EXERCISE: Each line of the material should be set down exactly. Pictures are not part of the copy.

--------------------------------------------------

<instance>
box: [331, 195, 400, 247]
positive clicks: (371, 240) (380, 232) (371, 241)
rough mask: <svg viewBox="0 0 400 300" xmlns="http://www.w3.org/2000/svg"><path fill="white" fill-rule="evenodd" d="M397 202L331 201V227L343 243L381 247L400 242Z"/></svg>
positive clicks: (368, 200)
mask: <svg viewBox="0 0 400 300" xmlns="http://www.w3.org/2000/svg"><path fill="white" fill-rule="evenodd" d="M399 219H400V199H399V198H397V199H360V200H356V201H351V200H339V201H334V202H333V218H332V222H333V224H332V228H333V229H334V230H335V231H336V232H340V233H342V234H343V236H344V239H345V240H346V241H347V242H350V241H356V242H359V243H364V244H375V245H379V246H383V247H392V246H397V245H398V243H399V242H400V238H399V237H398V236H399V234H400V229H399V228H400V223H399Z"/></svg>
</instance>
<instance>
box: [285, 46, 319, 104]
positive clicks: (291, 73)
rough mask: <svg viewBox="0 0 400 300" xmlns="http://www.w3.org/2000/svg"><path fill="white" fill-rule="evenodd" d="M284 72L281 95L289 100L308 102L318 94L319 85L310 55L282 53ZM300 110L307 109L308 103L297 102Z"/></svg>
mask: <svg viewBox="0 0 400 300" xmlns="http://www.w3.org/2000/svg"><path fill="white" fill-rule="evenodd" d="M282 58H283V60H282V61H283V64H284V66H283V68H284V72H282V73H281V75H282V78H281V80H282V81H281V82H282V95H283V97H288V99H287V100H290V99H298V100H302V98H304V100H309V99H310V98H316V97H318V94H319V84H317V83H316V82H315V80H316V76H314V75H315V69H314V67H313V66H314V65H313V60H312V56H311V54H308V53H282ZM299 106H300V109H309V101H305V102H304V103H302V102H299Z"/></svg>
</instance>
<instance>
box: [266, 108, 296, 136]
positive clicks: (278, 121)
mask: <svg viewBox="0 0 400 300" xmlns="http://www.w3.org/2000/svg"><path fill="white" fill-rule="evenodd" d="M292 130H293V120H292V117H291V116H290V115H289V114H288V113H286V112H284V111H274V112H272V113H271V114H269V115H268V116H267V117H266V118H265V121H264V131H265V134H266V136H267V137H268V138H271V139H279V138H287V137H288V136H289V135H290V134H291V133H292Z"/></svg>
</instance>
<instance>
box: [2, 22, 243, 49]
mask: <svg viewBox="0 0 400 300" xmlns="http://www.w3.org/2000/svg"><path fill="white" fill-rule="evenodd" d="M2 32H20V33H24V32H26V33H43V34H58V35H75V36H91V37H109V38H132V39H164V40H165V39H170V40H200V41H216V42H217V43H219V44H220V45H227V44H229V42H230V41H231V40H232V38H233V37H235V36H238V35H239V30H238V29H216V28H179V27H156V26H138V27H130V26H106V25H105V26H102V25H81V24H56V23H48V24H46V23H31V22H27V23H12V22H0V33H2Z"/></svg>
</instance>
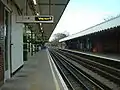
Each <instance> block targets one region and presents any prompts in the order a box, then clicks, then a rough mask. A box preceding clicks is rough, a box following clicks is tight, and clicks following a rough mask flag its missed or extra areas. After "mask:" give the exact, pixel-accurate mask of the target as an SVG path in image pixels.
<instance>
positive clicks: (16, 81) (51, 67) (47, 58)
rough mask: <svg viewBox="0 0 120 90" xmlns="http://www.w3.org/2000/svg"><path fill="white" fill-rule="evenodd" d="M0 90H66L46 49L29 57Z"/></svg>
mask: <svg viewBox="0 0 120 90" xmlns="http://www.w3.org/2000/svg"><path fill="white" fill-rule="evenodd" d="M0 90H67V87H66V85H65V83H64V81H63V79H62V78H61V76H60V74H59V72H58V70H57V68H56V66H55V64H54V62H53V61H52V59H51V57H50V54H49V52H48V50H47V49H46V50H41V51H39V52H38V53H37V54H35V55H34V56H31V57H30V56H29V59H28V61H26V62H25V64H24V66H23V67H22V68H21V69H20V70H19V71H18V72H17V73H16V74H15V75H14V76H13V77H12V78H11V79H9V80H7V81H6V83H5V84H4V85H3V86H2V87H1V89H0Z"/></svg>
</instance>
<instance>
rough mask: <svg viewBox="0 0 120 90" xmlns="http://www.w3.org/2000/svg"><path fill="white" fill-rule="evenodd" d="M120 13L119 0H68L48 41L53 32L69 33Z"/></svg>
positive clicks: (88, 25) (52, 38)
mask: <svg viewBox="0 0 120 90" xmlns="http://www.w3.org/2000/svg"><path fill="white" fill-rule="evenodd" d="M117 15H120V0H70V2H69V4H68V5H67V7H66V9H65V11H64V13H63V15H62V17H61V19H60V20H59V22H58V24H57V26H56V28H55V30H54V31H53V33H52V35H51V37H50V39H49V41H51V40H52V39H53V38H54V34H56V33H63V32H68V33H69V34H70V35H72V34H75V33H78V32H80V31H82V30H84V29H86V28H89V27H91V26H94V25H96V24H99V23H101V22H104V21H105V19H110V18H112V17H115V16H117Z"/></svg>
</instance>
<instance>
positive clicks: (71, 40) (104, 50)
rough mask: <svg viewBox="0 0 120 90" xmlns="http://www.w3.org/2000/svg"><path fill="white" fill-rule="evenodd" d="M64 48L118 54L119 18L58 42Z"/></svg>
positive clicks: (111, 18) (119, 38) (106, 21)
mask: <svg viewBox="0 0 120 90" xmlns="http://www.w3.org/2000/svg"><path fill="white" fill-rule="evenodd" d="M59 42H64V43H66V46H65V48H68V49H74V50H80V51H89V52H97V53H120V16H117V17H114V18H111V19H110V20H107V21H105V22H102V23H100V24H97V25H95V26H92V27H90V28H87V29H85V30H83V31H80V32H78V33H76V34H73V35H70V36H68V37H66V38H63V39H61V40H59Z"/></svg>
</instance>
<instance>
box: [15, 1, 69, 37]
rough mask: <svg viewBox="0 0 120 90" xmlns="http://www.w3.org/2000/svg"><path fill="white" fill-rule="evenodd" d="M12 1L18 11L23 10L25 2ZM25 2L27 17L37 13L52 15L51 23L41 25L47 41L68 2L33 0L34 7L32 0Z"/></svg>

--------------------------------------------------

WRITTEN RESPONSE:
<instance>
box: [331, 195, 400, 247]
positive clicks: (371, 240) (380, 232) (371, 241)
rough mask: <svg viewBox="0 0 400 300" xmlns="http://www.w3.org/2000/svg"><path fill="white" fill-rule="evenodd" d="M397 202L331 201V227L343 243L381 247L400 242Z"/></svg>
positive clicks: (368, 200)
mask: <svg viewBox="0 0 400 300" xmlns="http://www.w3.org/2000/svg"><path fill="white" fill-rule="evenodd" d="M399 219H400V199H399V198H397V199H360V200H356V201H351V200H339V201H334V202H333V218H332V222H333V224H332V228H333V229H334V230H335V231H336V232H340V233H342V234H343V236H344V239H345V240H346V241H347V242H350V241H356V242H359V243H364V244H375V245H379V246H383V247H392V246H397V245H398V243H399V242H400V238H399V237H398V236H399V234H400V229H399V228H400V223H399Z"/></svg>
</instance>
<instance>
box: [285, 46, 319, 104]
positive clicks: (291, 73)
rough mask: <svg viewBox="0 0 400 300" xmlns="http://www.w3.org/2000/svg"><path fill="white" fill-rule="evenodd" d="M284 72L281 95L289 100L308 102L318 94L319 85L310 55L282 53ZM300 110L307 109L308 103L297 102Z"/></svg>
mask: <svg viewBox="0 0 400 300" xmlns="http://www.w3.org/2000/svg"><path fill="white" fill-rule="evenodd" d="M282 58H283V60H282V61H283V64H284V66H283V68H284V72H282V73H281V75H282V78H281V80H282V81H281V82H282V95H283V97H288V99H287V100H290V99H298V100H302V98H304V100H309V99H310V98H316V97H318V94H319V84H317V83H316V82H315V80H316V76H314V75H315V69H314V67H313V66H314V65H313V60H312V56H311V54H308V53H282ZM299 106H300V109H309V101H305V102H304V103H302V102H299Z"/></svg>
</instance>
<instance>
box: [266, 108, 296, 136]
positive clicks: (278, 121)
mask: <svg viewBox="0 0 400 300" xmlns="http://www.w3.org/2000/svg"><path fill="white" fill-rule="evenodd" d="M292 130H293V120H292V117H291V116H290V115H289V114H288V113H286V112H284V111H274V112H272V113H271V114H269V115H268V116H267V117H266V118H265V121H264V131H265V134H266V136H267V137H268V138H271V139H279V138H287V137H288V136H289V135H290V134H291V133H292Z"/></svg>
</instance>
<instance>
box: [2, 22, 243, 49]
mask: <svg viewBox="0 0 400 300" xmlns="http://www.w3.org/2000/svg"><path fill="white" fill-rule="evenodd" d="M2 32H20V33H24V32H26V33H43V34H58V35H75V36H91V37H109V38H132V39H164V40H165V39H170V40H200V41H216V42H217V43H219V44H220V45H227V44H229V42H230V41H231V40H232V38H233V37H235V36H238V35H239V30H238V29H216V28H179V27H156V26H138V27H130V26H106V25H105V26H102V25H81V24H56V23H48V24H46V23H31V22H27V23H12V22H0V33H2Z"/></svg>
</instance>
Each <instance> block targets one region and presents any prompts in the order a box, then clicks, then a rough mask. A box preceding clicks is rough, a box following clicks is tight, and clicks following a rough mask flag its missed or extra areas. After "mask:" give the exact, pixel-accurate mask of the target as an SVG path in image pixels.
<instance>
positive clicks: (16, 81) (51, 67) (47, 58)
rough mask: <svg viewBox="0 0 120 90" xmlns="http://www.w3.org/2000/svg"><path fill="white" fill-rule="evenodd" d="M0 90H66L46 49L29 57Z"/></svg>
mask: <svg viewBox="0 0 120 90" xmlns="http://www.w3.org/2000/svg"><path fill="white" fill-rule="evenodd" d="M0 90H67V87H66V85H65V83H64V81H63V79H62V78H61V76H60V74H59V72H58V70H57V68H56V66H55V64H54V62H53V61H52V59H51V57H50V54H49V52H48V50H47V49H46V50H41V51H39V52H38V53H37V54H35V55H34V56H31V57H30V56H29V59H28V61H26V62H25V64H24V66H23V67H22V68H21V69H20V70H19V71H18V72H17V73H16V74H15V75H14V76H13V77H12V78H11V79H9V80H7V81H6V83H5V84H4V85H3V86H2V87H1V89H0Z"/></svg>
</instance>
<instance>
rough mask: <svg viewBox="0 0 120 90" xmlns="http://www.w3.org/2000/svg"><path fill="white" fill-rule="evenodd" d="M120 13L119 0H68L48 41L53 32L69 33Z"/></svg>
positive clicks: (88, 25) (52, 38)
mask: <svg viewBox="0 0 120 90" xmlns="http://www.w3.org/2000/svg"><path fill="white" fill-rule="evenodd" d="M117 15H120V0H70V2H69V4H68V5H67V7H66V9H65V11H64V13H63V15H62V17H61V19H60V20H59V22H58V24H57V26H56V28H55V30H54V31H53V33H52V35H51V37H50V39H49V41H51V40H52V39H53V38H54V34H56V33H63V32H68V33H69V34H70V35H72V34H75V33H78V32H80V31H82V30H84V29H86V28H89V27H91V26H94V25H96V24H99V23H101V22H104V21H105V19H110V18H112V17H115V16H117Z"/></svg>
</instance>
<instance>
positive clicks: (71, 40) (104, 50)
rough mask: <svg viewBox="0 0 120 90" xmlns="http://www.w3.org/2000/svg"><path fill="white" fill-rule="evenodd" d="M64 48L118 54L119 18L58 42Z"/></svg>
positive clicks: (111, 18) (119, 38) (106, 21)
mask: <svg viewBox="0 0 120 90" xmlns="http://www.w3.org/2000/svg"><path fill="white" fill-rule="evenodd" d="M59 42H64V43H66V46H65V48H68V49H74V50H80V51H89V52H97V53H120V16H117V17H114V18H111V19H110V20H107V21H105V22H102V23H100V24H97V25H95V26H92V27H90V28H87V29H85V30H83V31H80V32H78V33H76V34H73V35H70V36H68V37H66V38H63V39H61V40H59Z"/></svg>
</instance>
<instance>
box: [15, 1, 69, 37]
rough mask: <svg viewBox="0 0 120 90" xmlns="http://www.w3.org/2000/svg"><path fill="white" fill-rule="evenodd" d="M12 1L18 11L23 10L25 2ZM25 2L27 17L37 13L52 15L51 23L41 25L47 41L68 2L33 0L34 7L32 0Z"/></svg>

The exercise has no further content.